Task 1: Set down the Sunday reading post word for word, in full.

Supplied text:
Sunday Morning Reading Material: Second Sunday in May 2011: bin Laden had a “mom” tattoo edition
Parents and children and Google.
It’s Sunday Morning. Sundays are for celebrating one’s maternal relations. Alternately, Sundays are for showing off one’s child while visiting the town you lived in before having said child. Then again, Sundays could be for going “OMG! I’m in Paris!” Also? Sundays are for moving back to the USA. Possibly Sundays are for lamenting that one is unable to be with one’s own mother, and hoping that a video will suffice.
This week: the world began wondering why the US would launch a 10 year invasion and occupation of Afghanistan to do something it takes a Navy Seal + CIA team a couple years to accomplish in Pakistan. Also this week, Singapore, held elections where the majority party won with a significantly smaller majority than it had ever previously won with. Also: the Canadians held an election where the ruling minority party was able to secure a majority. Also: the United Kingdom held a referendum where they decided to retain the broken “first past the post” system, instead of going with a far more sensible “instant runoff” system. And in other news: Americans held their annual celebration of a Mexican victory over the French Empire.

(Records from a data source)
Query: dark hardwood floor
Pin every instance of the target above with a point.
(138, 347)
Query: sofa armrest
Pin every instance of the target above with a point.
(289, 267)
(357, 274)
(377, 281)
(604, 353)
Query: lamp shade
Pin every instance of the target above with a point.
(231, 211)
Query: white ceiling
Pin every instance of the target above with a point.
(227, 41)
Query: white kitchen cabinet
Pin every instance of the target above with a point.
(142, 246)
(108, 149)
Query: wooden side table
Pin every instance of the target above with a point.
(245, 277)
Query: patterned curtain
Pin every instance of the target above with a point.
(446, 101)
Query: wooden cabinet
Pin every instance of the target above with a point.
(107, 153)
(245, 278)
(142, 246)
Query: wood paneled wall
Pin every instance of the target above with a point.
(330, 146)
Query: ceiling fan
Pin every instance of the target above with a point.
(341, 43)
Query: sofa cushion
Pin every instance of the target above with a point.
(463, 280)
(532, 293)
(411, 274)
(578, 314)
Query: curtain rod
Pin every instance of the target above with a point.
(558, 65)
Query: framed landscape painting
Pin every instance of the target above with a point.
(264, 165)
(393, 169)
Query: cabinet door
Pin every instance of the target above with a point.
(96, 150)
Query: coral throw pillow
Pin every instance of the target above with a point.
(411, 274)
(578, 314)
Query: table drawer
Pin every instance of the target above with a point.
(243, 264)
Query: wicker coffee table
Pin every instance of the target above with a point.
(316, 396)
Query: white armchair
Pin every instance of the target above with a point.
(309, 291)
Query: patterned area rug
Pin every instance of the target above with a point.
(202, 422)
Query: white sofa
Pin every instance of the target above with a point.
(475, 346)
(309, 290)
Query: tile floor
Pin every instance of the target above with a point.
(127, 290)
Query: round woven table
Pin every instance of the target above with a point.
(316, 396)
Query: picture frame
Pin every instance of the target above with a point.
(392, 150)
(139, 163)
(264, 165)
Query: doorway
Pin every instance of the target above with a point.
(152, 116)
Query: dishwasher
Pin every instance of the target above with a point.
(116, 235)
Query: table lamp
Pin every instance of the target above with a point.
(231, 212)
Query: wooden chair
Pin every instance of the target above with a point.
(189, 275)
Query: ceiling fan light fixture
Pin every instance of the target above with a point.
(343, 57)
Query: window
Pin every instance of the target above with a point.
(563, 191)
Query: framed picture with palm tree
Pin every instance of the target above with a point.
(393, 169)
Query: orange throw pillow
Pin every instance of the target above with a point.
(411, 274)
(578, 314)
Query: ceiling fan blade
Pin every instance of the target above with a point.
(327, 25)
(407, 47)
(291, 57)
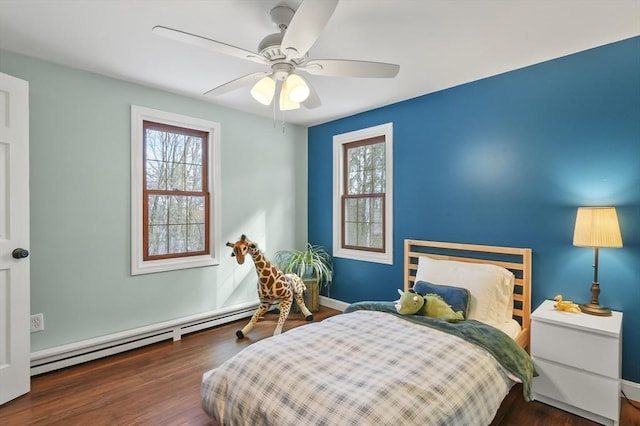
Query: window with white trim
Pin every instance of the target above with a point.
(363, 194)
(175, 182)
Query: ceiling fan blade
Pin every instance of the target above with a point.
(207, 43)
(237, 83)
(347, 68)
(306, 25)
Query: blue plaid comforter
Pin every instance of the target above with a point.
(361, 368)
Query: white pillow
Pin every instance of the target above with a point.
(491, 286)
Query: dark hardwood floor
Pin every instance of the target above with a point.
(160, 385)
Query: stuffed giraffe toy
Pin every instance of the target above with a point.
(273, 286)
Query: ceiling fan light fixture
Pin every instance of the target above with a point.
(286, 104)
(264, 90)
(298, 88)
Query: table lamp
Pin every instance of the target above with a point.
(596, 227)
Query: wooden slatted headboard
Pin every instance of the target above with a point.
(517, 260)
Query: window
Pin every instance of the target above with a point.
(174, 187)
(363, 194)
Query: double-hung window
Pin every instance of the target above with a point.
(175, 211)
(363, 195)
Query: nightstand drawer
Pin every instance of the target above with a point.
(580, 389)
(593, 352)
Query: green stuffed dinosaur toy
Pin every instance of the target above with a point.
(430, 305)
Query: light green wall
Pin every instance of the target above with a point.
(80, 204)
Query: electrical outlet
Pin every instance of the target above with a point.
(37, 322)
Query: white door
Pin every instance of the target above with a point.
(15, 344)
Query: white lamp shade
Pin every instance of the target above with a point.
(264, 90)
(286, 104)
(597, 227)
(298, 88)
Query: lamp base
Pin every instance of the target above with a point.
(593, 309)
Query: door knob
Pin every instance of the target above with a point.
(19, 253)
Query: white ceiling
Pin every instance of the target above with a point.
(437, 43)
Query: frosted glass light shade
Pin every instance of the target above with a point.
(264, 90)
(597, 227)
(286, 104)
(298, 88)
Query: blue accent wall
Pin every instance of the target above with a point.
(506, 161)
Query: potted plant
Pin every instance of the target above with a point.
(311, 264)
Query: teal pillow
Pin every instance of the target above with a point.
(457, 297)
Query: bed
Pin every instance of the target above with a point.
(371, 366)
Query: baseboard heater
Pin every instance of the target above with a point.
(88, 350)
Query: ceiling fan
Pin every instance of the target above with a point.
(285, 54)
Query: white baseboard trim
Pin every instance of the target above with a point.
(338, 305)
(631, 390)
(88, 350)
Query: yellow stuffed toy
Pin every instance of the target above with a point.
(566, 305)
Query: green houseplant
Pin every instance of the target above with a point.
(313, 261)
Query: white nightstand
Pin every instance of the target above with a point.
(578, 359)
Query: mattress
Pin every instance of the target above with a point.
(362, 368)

* * *

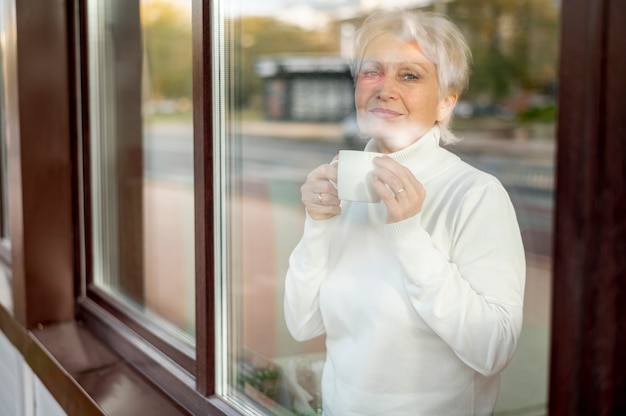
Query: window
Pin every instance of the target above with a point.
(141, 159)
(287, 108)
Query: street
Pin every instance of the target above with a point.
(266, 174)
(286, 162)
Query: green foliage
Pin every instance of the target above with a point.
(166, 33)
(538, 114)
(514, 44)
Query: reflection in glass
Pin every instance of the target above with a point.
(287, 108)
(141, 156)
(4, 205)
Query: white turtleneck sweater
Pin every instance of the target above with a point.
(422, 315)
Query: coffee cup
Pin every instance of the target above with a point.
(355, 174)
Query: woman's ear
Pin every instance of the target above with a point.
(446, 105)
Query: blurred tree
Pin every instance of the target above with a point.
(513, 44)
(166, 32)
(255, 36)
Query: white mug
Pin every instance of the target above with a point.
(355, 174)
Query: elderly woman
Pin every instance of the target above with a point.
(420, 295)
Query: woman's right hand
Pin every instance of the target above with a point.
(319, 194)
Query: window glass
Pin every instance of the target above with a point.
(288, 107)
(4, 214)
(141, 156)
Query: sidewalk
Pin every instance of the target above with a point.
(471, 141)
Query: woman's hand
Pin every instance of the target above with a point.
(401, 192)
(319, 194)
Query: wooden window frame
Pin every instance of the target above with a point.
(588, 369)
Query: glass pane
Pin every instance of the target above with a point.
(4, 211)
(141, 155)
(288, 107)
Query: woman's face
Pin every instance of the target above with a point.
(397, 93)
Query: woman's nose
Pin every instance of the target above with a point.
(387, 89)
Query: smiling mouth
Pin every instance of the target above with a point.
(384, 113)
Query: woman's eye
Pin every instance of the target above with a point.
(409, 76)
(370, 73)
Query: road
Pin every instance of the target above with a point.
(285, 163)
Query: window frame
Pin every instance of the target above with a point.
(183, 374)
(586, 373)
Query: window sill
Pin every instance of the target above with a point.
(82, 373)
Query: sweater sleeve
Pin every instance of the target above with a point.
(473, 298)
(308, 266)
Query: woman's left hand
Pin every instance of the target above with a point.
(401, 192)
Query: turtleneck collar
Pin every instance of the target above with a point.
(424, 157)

Task 2: Collect every line from the rows above that contains the string "woman".

Reply 1:
Sunday Morning Reading Material: Second Sunday in May 2011: bin Laden had a “mom” tattoo edition
Parents and children and Google.
It’s Sunday Morning. Sundays are for celebrating one’s maternal relations. Alternately, Sundays are for showing off one’s child while visiting the town you lived in before having said child. Then again, Sundays could be for going “OMG! I’m in Paris!” Also? Sundays are for moving back to the USA. Possibly Sundays are for lamenting that one is unable to be with one’s own mother, and hoping that a video will suffice.
This week: the world began wondering why the US would launch a 10 year invasion and occupation of Afghanistan to do something it takes a Navy Seal + CIA team a couple years to accomplish in Pakistan. Also this week, Singapore, held elections where the majority party won with a significantly smaller majority than it had ever previously won with. Also: the Canadians held an election where the ruling minority party was able to secure a majority. Also: the United Kingdom held a referendum where they decided to retain the broken “first past the post” system, instead of going with a far more sensible “instant runoff” system. And in other news: Americans held their annual celebration of a Mexican victory over the French Empire.

Reply 2:
Query: woman's ear
Query: elderly woman
Query: woman's right hand
Query: woman's hand
Query: woman's face
Query: woman's nose
Query: woman's eye
Query: woman's left hand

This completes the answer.